### [ACTIVITY]
Look through the lines below and extract each one that contains "building".

Photo-based referring expression data
************

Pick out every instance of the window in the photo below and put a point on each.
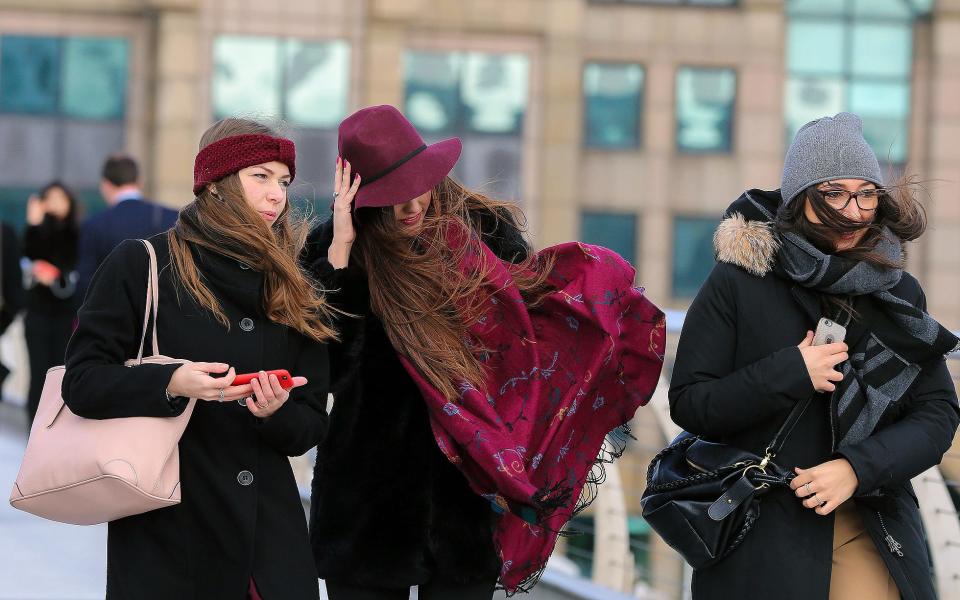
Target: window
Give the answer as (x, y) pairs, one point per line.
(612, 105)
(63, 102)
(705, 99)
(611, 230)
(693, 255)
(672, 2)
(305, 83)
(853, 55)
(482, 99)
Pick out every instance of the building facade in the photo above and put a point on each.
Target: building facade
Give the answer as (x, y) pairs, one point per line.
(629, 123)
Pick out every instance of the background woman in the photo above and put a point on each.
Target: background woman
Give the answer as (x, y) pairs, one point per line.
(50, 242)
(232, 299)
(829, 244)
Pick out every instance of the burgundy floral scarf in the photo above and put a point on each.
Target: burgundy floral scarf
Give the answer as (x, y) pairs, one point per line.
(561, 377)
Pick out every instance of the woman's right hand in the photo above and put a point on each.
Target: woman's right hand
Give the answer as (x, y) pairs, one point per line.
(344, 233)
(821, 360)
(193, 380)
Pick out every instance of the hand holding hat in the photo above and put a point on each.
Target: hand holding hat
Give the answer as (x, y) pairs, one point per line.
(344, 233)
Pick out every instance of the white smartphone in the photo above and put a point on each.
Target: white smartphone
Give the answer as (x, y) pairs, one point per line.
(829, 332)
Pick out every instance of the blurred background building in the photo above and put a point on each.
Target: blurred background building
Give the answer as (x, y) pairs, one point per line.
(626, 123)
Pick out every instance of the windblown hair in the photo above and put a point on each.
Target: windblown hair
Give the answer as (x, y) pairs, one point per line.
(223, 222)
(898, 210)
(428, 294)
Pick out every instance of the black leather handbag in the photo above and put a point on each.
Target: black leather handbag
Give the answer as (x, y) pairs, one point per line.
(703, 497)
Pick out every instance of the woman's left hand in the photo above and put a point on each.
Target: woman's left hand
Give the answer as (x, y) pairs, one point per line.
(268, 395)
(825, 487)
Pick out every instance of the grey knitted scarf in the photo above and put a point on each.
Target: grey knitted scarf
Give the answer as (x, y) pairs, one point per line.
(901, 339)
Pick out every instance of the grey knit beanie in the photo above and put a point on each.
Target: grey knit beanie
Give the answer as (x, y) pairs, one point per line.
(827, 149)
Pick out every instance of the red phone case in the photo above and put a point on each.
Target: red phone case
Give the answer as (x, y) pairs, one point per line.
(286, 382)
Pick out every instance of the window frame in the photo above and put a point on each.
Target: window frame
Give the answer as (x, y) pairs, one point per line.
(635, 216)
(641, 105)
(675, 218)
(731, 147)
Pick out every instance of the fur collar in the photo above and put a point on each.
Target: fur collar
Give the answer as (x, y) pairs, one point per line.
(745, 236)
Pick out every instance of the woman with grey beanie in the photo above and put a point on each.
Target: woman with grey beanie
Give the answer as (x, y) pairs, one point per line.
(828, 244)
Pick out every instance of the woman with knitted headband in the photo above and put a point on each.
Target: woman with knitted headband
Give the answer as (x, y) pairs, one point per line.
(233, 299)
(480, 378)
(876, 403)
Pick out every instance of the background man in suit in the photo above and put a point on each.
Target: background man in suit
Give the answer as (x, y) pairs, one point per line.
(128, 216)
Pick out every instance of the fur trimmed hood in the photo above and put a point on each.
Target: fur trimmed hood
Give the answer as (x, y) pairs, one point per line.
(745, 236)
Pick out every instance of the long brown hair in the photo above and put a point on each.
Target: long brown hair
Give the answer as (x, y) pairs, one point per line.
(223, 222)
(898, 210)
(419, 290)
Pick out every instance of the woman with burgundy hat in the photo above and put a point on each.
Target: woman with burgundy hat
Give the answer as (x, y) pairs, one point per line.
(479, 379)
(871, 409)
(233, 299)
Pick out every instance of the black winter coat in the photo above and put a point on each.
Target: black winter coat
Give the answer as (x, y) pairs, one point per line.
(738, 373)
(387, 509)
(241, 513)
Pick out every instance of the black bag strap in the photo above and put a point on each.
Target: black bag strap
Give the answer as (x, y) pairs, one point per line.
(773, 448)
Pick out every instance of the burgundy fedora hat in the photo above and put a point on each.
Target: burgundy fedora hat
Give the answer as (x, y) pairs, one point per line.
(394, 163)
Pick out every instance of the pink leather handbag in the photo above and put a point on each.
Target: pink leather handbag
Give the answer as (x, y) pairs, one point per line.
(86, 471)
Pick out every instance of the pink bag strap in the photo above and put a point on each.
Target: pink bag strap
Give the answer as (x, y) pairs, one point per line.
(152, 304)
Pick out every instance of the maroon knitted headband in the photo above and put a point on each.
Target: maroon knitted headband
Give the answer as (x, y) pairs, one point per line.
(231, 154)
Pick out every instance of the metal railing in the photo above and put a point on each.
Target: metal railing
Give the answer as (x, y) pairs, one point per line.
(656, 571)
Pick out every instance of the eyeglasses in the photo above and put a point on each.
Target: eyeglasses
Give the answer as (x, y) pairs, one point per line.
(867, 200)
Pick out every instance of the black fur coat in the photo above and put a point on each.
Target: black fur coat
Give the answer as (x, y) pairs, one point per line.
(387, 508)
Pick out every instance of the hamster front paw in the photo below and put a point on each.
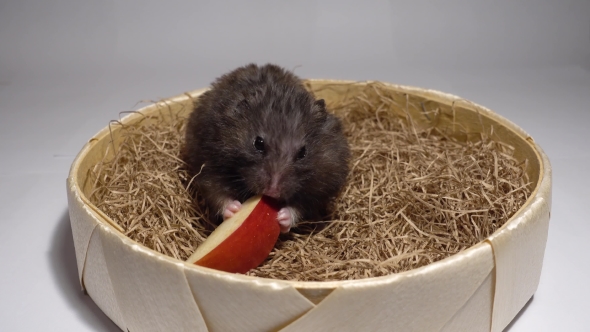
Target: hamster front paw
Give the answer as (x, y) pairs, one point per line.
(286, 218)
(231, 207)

************

### [WRITTEN SOLUTION]
Pick out every instance of the building facade in the photo above and put a point on each.
Target: building facade
Pick out every instance of the blurred background building in the photo above and put a point on each.
Target: blurred background building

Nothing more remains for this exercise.